Provided passage »

Friday, 15 June 2012

Giving God The Credit

I'm a sucker for real life murder mysteries; like the ones they feature on Dateline NBC week in and week out.  I think I've seen all the episodes. It's just fun for me to try and figure out "whodunit" (my wife finds these shows a bit creepy, but she tolerates them if there's nothing else on TV).

Recently, I watched one about an innocent man; convicted of murder, in part because of a false confession, some thirty years ago.  I can't remember his name, but frankly (and sadly) it's a story I've heard dozens of times before.  If there's one thing I've learned, through watching so many of these programs, it's to never confess to a crime that you didn't commit.  I don't care if the police lock you in a tiny room, for days on end, or engage in verbal and/or physical abuse...never, ever, ever just tell them "what they want to hear", if it's not what really happened.  (To be clear, I'm not implying police regularly do this sort of thing.)  It can take you a lifetime to have a false confession turned over, even in the face of overwhelming evidence demonstrating your innocence.

Anyway, in this case, I couldn't help but notice that the suspect (and his mother) seized every possible opportunity to promote their Christian faith on camera.  "Glory to God!", he exclaimed upon finally being released from prison.  Who could blame him?

What's completely fascinating to me now though, as an atheist, is the psychology that lies behind these platitudes.  Why do people insist on giving God the credit, and especially so in truly horrible situations?  The more horrible the circumstance is, the higher the apparent propensity to believe that God is somehow working through and in it all.  It doesn't make sense.  I mean, this guy spent 29 years of his life in prison, for a crime he clearly didn't commit.  Yet, upon his release, the first thing he can think to say is "praise God!".  Why?  On one level, I suppose it's simply because that's what he believes.  But I'm inclined to think that it's a lot more than "just" that.

Dataset rows »
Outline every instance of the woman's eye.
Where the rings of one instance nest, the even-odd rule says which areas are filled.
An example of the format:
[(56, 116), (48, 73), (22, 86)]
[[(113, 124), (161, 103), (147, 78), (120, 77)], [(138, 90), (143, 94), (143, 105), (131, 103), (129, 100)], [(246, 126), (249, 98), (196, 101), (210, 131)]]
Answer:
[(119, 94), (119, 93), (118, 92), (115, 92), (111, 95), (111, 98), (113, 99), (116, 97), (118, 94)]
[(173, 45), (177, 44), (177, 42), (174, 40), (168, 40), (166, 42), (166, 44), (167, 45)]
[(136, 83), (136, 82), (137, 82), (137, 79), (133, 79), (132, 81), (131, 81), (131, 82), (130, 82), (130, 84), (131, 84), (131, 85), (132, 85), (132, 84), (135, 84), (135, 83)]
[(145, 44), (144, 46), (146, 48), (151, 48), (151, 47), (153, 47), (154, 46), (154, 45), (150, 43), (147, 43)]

Instructions for the task » Return the passage of the post on giving God the credit exactly as it appears, starting at "I'm a sucker" and ending at "else on TV).".

Worked answer »
I'm a sucker for real life murder mysteries; like the ones they feature on Dateline NBC week in and week out.  I think I've seen all the episodes. It's just fun for me to try and figure out "whodunit" (my wife finds these shows a bit creepy, but she tolerates them if there's nothing else on TV).